◆ WHAT YOU NEED TO DO
Once you have read the data below, print all of it exactly.

◆ EXTRACTED DATA

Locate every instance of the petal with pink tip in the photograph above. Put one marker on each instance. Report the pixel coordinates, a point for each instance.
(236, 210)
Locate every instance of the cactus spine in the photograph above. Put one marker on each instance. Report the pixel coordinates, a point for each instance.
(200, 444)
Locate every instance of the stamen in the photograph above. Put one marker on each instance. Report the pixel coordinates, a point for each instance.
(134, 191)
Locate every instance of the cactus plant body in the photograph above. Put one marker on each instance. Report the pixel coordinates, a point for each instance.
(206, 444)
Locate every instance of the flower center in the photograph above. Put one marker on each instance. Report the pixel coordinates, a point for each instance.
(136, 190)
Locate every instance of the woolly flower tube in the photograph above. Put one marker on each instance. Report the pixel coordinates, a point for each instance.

◆ EXPECTED ANSWER
Locate every instance of the petal with pink tip in the photograph above. Put one marker on each instance. Report the pixel coordinates, a point for each instance.
(236, 210)
Locate every instance of the cactus spine in the photograph above. Put one marker on each instance. Report the pixel coordinates, a point for each instance.
(200, 444)
Locate every instance of the stamen in the photograph above. Put one marker on each instance. Report the pixel coordinates, a point for each instance.
(134, 191)
Locate every instance of the cactus plant body in the photograph above. Put one marker on each instance. Report the pixel coordinates, a point for each instance.
(206, 444)
Locate every instance of the flower center in the photograph above. Put one marker on each instance. Report the pixel coordinates, a point for each instance.
(136, 190)
Locate every instance of the woolly flower tube in the photograph above. Put one marker on each instance. Report the pixel coordinates, a point for each instance.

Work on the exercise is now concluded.